Each record should be returned exactly as it is written.

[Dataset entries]

◇ ◇ ◇ ◇

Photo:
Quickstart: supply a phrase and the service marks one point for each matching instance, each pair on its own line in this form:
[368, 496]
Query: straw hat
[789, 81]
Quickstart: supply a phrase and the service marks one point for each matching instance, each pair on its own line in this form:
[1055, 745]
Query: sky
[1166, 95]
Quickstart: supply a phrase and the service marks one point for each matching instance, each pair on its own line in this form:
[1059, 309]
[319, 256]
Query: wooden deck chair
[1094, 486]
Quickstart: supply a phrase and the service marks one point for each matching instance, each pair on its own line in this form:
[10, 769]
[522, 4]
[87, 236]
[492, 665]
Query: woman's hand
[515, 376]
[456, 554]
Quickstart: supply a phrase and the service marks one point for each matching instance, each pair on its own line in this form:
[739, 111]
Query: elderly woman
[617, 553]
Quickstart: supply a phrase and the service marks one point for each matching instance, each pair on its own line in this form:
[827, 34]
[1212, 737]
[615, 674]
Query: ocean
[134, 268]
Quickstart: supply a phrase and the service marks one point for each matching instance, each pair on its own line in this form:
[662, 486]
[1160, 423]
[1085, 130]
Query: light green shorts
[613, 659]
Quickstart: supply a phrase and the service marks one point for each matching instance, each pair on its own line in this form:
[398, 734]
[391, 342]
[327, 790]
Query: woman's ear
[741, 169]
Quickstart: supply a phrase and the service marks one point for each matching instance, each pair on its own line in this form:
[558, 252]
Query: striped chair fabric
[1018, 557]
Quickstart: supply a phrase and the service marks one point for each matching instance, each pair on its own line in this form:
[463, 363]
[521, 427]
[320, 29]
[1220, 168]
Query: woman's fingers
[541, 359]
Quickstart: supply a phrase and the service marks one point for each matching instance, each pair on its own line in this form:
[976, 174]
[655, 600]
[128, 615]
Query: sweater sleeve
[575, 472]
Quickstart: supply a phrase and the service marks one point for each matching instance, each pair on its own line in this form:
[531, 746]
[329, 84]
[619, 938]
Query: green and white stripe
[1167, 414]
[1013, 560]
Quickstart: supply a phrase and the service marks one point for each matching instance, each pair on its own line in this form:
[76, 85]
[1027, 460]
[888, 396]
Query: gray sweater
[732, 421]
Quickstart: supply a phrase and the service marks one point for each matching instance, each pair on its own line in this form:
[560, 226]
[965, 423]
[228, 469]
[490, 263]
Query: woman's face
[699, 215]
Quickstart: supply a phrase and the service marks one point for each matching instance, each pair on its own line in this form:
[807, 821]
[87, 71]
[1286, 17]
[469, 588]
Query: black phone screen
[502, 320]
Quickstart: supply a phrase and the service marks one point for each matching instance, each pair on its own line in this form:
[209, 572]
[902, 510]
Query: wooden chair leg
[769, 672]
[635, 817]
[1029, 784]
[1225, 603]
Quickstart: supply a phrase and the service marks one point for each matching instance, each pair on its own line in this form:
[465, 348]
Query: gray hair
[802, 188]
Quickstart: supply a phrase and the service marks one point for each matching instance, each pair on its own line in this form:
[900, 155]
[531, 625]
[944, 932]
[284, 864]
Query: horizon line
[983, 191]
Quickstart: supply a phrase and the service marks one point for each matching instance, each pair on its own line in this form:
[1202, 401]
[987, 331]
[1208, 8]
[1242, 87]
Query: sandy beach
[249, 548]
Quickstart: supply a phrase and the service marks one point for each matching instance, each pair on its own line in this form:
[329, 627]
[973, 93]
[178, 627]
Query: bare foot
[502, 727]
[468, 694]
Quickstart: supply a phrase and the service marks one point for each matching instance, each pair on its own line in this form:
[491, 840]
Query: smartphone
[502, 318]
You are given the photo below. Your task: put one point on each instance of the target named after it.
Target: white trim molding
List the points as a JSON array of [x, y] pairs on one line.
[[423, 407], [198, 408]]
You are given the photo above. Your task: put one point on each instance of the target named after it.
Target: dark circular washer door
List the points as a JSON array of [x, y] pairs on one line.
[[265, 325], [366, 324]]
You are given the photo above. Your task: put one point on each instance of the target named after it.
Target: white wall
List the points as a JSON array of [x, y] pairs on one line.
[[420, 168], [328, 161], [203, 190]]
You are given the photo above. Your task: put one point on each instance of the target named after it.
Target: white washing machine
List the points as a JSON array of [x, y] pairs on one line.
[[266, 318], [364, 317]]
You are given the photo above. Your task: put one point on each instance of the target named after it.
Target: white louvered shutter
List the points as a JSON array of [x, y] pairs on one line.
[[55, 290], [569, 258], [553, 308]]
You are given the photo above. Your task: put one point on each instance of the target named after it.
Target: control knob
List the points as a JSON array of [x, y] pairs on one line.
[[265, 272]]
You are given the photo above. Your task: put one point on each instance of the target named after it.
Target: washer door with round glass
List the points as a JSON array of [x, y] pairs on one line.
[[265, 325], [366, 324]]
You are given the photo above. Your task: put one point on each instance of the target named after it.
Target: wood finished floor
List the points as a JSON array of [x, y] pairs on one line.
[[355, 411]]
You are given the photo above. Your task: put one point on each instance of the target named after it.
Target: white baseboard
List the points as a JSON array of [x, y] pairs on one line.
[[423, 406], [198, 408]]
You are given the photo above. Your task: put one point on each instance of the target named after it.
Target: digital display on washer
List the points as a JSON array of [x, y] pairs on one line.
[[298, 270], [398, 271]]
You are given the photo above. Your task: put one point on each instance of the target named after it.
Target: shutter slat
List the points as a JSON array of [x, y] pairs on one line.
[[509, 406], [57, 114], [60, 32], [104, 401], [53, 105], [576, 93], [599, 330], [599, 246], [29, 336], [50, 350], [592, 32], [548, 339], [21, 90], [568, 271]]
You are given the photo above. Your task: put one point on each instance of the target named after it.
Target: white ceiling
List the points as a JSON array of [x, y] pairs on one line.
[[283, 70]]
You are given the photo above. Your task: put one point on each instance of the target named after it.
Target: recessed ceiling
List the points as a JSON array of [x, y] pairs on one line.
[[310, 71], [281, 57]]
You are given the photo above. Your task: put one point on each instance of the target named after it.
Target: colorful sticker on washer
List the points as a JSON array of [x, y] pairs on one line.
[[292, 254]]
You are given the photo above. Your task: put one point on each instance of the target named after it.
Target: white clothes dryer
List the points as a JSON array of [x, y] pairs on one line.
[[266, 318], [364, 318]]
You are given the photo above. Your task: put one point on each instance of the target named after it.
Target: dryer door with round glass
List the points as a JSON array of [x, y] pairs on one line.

◇ ◇ ◇ ◇

▶ [RESULT FOR THIS EXERCISE]:
Photo:
Quickstart: supply a phrase and the service marks one point for each matching instance, each pair on its own line in this form:
[368, 496]
Query: straw hat
[789, 81]
Quickstart: supply a phrase and the service marks one point for each matching instance, each pair on its own line in this form:
[1055, 745]
Query: sky
[1166, 95]
Quickstart: supply a phrase and the service marks one point for each matching instance, each pair on its own line in this form:
[1059, 309]
[319, 256]
Query: wooden deck chair
[1094, 486]
Quickstart: supply a phrase and the service marks one point for each matching instance, each pair on its own line in this form:
[10, 769]
[522, 4]
[87, 236]
[492, 665]
Query: woman's hand
[515, 376]
[456, 554]
Quickstart: supply a phrase and the service marks one point for each matching instance, each pair on its own line in this form:
[739, 111]
Query: elderly woman
[617, 553]
Quickstart: supply a phrase and the service marks one point for each matching instance, each pair on its own line in this form:
[827, 34]
[1212, 737]
[615, 674]
Query: ocean
[134, 268]
Quickstart: supply a phrase and the service marks one point for each matching instance, each pair on its own line in this form:
[662, 486]
[1160, 423]
[1085, 130]
Query: light green shorts
[613, 659]
Quickstart: supply a phrase and the service marks one point for each matching instance, each pair on its own line in this form:
[398, 734]
[391, 342]
[327, 790]
Query: woman's ear
[741, 169]
Quickstart: supply a phrase and the service marks one point for each matching instance, each pair on its own line in this form:
[558, 252]
Query: striped chair fabric
[1018, 557]
Quickstart: supply a phrase and the service marks one point for each matching instance, each pair on its own line in this form:
[463, 363]
[521, 427]
[320, 29]
[1220, 168]
Query: woman's fingers
[541, 359]
Quickstart: supply a phrase and the service marks one point for each matching instance, each pair on its own line in this form:
[976, 174]
[655, 600]
[128, 615]
Query: sweater sleeve
[575, 472]
Quickstart: supply a phrase and the service marks one point for each matching instance, each pair on its own line in this form:
[531, 746]
[329, 84]
[619, 938]
Query: green and white stripe
[1167, 414]
[1013, 560]
Quickstart: supply a phrase and the service marks one point for each matching instance, each pair on its own line in this form:
[76, 85]
[1027, 460]
[888, 396]
Query: gray sweater
[732, 421]
Quickstart: supply a phrase and the service marks one point for each matching instance, each pair on its own line in this form:
[560, 226]
[965, 423]
[228, 469]
[490, 263]
Query: woman's face
[699, 215]
Quickstart: supply a phrase and the service marks one point for each matching instance, each pair on its own line in this form:
[807, 821]
[87, 71]
[1286, 17]
[469, 588]
Query: black phone screen
[502, 320]
Quickstart: supply a phrase and the service marks one point for each matching instance, each pair on its own line in this form:
[209, 572]
[902, 510]
Query: wooden chair leg
[769, 672]
[635, 817]
[1029, 784]
[1225, 603]
Quickstart: supply a phrase and the service marks one point for each matching instance, each pair on its own line in this form:
[465, 348]
Query: gray hair
[802, 188]
Quickstart: supply a phrase and the service marks one point for each matching instance, each pair on its own line in this form:
[900, 155]
[531, 625]
[944, 932]
[284, 864]
Query: horizon line
[983, 191]
Quickstart: supply a phrase and the service marks one point for each matching instance, each pair on its own line in this form:
[1202, 401]
[987, 331]
[1208, 8]
[1242, 87]
Query: sandy beach
[249, 548]
Quickstart: supply a phrase and the service marks one point for each matching instance, each pair on its own line in this form:
[329, 627]
[973, 93]
[178, 627]
Query: bare foot
[502, 727]
[468, 694]
Quickstart: supply a phrase and the service marks one point for each matching instance, each pair on its own line in this form:
[491, 840]
Query: smartphone
[502, 318]
You are given the photo below. Your task: put one point on each instance of the target named after it.
Target: white trim molding
List the points as a JSON array of [x, y] pairs on one line.
[[423, 407], [198, 408]]
You are given the photo above. Your task: put one point on each instance of the target named after it.
Target: dark circular washer door
List the points as a JSON array of [x, y] pairs on one line.
[[265, 325], [366, 324]]
You are given the photo above. Your task: put one point on each instance of the target named after it.
Target: white wall
List the points as a JSON array of [x, y] pairs on one line.
[[420, 168], [328, 161], [203, 190]]
You are given the photo above. Your task: put one point on each instance of the target named after it.
Target: white washing machine
List the points as a JSON array of [x, y] pairs on one line.
[[266, 318], [364, 317]]
You are given the photo above. Your task: put one point on each instance of the target named after it.
Target: white louvered shutter
List the points as a JSON array of [x, y] pairs on one line.
[[55, 290], [569, 258], [553, 308]]
You are given the photo above. Your task: put one point on each instance of the target named after it.
Target: control knob
List the points as a JSON array of [x, y] pairs on one line.
[[265, 272]]
You are given the photo above. Your task: put one point on each instance of the target named after it.
Target: washer door with round glass
List the points as a JSON array of [x, y] pairs on one line.
[[265, 325], [366, 324]]
You are given the photo above. Your task: put one point on each instance of the target named after it.
Target: wood finished floor
List the points as a JSON array of [x, y] pairs on one line.
[[355, 411]]
You are given the photo above. Your task: put one point on each instance of the target named after it.
Target: white baseboard
List the points as a JSON array of [x, y] pairs on one line.
[[423, 406], [198, 408]]
You are given the photo above. Your task: put one point on each instance of the target named after it.
Target: digital display on washer
List the points as a JSON array of [x, y] pairs on one line.
[[298, 270], [398, 271]]
You are given the photo above. Your task: put one point on each instance of the target named after it.
Target: shutter slat
List the points as a JSON array of [x, y] pairs on one line.
[[509, 406], [57, 114], [60, 32], [104, 401], [53, 105], [576, 93], [599, 330], [599, 246], [29, 336], [50, 350], [592, 32], [548, 339], [21, 90], [568, 271]]
You are given the photo above. Your task: put one point on each instance of the target named after it.
Target: white ceiling
List the points as a JSON array of [x, y] pairs on one line.
[[283, 70]]
You are given the photo above. Your task: put one point on each instance of the target named after it.
Target: recessed ceiling
List the points as a JSON array of [x, y] pairs on one line.
[[310, 71], [281, 57]]
You are given the photo above. Your task: put one point on each instance of the target named after it.
Target: colorful sticker on washer
List the points as a JSON array of [x, y] pairs on one line.
[[292, 254]]
You are given the photo above. Your task: put one point on each instance of the target named after it.
Target: white clothes dryer
List the points as a JSON array of [x, y] pairs on one line.
[[266, 318], [364, 318]]
You are given the photo above. Your task: put one point on each instance of the target named after it.
Target: dryer door with round glass
List the points as a JSON array of [x, y] pairs on one line.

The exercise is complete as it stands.